## Exercise
Please extract each line from the rows below that contains the word "yellow" and copy those lines in full.

-- START Input records --

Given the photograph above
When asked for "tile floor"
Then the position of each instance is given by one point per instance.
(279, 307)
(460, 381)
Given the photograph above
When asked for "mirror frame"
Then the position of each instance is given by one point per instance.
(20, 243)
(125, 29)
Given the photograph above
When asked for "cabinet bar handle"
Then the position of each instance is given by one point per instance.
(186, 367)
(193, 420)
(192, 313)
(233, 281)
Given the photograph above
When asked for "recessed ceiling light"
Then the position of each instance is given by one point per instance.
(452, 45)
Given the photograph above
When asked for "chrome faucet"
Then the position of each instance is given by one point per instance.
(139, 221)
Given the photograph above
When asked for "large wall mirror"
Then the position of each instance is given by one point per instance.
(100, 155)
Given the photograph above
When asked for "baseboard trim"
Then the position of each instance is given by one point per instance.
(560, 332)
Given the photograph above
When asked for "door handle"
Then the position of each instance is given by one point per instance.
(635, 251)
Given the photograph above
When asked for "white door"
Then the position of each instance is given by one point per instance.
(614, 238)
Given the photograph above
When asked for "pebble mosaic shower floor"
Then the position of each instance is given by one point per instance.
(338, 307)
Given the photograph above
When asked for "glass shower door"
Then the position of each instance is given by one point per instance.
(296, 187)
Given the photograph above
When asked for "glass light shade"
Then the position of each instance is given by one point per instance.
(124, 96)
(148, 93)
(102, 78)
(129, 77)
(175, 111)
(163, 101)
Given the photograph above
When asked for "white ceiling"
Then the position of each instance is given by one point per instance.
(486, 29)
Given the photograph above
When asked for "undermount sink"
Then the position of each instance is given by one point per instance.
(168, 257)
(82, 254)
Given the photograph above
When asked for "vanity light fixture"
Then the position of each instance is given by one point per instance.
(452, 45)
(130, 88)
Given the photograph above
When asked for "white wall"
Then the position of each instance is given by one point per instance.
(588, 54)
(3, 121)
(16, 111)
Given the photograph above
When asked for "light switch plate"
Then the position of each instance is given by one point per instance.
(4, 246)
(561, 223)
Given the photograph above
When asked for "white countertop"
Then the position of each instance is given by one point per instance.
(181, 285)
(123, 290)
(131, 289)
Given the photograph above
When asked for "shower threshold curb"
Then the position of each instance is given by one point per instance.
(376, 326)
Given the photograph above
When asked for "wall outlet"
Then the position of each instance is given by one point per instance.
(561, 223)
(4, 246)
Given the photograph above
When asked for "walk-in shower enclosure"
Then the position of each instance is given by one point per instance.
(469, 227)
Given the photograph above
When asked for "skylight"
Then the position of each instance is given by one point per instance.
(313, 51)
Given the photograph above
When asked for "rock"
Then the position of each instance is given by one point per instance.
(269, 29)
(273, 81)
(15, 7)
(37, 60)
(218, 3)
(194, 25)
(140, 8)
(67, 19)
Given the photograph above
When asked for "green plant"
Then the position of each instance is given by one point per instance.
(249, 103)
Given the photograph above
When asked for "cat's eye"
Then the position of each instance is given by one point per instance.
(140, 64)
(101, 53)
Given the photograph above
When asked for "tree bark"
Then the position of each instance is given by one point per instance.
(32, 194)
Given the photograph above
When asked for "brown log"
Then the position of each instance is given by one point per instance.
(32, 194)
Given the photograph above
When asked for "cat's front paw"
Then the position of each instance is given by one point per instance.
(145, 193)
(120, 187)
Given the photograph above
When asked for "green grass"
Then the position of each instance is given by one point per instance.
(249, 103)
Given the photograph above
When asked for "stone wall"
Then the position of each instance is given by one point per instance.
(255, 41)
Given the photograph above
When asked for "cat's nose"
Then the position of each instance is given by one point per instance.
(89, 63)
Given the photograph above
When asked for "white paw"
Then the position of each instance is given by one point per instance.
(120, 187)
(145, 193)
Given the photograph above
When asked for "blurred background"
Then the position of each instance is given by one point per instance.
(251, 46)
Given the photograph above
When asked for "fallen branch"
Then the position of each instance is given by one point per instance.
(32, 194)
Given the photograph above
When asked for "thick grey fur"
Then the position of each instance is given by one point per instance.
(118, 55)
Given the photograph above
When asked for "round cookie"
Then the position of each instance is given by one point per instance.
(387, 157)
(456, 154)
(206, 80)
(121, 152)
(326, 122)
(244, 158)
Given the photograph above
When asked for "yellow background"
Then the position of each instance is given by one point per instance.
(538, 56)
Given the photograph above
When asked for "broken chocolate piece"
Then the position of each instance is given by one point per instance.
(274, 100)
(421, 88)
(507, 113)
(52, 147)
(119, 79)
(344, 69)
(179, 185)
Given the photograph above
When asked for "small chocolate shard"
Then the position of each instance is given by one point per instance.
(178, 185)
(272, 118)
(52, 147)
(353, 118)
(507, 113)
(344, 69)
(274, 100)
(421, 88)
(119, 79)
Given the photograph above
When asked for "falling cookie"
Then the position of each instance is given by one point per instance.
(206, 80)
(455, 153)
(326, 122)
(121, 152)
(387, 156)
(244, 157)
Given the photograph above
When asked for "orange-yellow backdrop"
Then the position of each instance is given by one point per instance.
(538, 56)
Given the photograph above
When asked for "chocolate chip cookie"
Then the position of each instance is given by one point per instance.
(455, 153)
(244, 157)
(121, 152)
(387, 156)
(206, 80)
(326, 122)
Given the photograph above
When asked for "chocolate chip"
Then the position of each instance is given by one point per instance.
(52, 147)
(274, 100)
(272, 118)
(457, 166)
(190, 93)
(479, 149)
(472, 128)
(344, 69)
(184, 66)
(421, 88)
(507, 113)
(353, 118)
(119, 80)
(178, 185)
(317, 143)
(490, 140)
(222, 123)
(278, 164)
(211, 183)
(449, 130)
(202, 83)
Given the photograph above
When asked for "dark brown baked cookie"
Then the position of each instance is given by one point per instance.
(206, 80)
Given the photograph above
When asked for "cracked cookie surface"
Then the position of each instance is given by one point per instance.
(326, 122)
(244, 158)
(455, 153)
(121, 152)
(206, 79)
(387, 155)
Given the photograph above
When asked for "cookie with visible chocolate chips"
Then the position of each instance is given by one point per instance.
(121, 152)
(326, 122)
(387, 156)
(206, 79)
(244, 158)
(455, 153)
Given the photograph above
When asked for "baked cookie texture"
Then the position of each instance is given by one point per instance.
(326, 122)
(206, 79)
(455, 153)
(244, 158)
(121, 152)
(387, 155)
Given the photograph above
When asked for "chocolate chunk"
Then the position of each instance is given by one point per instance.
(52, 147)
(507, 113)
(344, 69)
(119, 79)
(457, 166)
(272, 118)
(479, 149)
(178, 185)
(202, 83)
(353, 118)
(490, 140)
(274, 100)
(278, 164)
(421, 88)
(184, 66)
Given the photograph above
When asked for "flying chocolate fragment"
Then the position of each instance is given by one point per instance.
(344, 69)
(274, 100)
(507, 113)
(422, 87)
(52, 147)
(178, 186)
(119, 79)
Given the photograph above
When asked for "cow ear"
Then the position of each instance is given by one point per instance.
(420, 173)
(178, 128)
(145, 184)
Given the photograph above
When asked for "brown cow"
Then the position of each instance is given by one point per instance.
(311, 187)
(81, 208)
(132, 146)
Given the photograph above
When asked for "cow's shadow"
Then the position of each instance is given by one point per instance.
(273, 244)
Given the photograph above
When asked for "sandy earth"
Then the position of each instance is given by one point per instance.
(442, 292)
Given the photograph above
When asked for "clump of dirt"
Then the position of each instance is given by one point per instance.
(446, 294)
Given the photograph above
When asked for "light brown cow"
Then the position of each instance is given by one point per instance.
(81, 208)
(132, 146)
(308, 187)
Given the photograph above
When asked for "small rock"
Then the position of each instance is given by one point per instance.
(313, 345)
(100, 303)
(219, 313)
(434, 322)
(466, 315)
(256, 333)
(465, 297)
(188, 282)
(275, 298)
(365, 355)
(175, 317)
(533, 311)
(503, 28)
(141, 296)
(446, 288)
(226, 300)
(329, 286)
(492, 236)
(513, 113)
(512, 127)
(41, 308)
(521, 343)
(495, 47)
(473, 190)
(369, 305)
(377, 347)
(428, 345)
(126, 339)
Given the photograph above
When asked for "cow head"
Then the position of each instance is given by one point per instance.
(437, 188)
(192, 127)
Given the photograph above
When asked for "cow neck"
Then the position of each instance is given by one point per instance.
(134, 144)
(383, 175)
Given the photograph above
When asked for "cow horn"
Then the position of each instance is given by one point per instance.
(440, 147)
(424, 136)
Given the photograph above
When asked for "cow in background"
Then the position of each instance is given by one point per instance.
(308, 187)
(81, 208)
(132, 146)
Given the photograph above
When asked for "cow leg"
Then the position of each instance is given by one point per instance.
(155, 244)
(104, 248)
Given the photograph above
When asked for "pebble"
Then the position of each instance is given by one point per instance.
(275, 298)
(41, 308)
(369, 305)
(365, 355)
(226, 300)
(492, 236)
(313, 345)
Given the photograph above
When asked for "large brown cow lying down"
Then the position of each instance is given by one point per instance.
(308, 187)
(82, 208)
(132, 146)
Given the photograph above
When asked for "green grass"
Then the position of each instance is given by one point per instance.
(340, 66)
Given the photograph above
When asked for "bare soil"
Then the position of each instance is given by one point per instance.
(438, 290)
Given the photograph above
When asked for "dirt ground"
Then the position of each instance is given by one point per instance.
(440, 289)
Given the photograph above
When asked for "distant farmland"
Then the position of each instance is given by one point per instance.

-- END Input records --

## Correct result
When asked for "yellow background"
When asked for "orange-yellow backdrop"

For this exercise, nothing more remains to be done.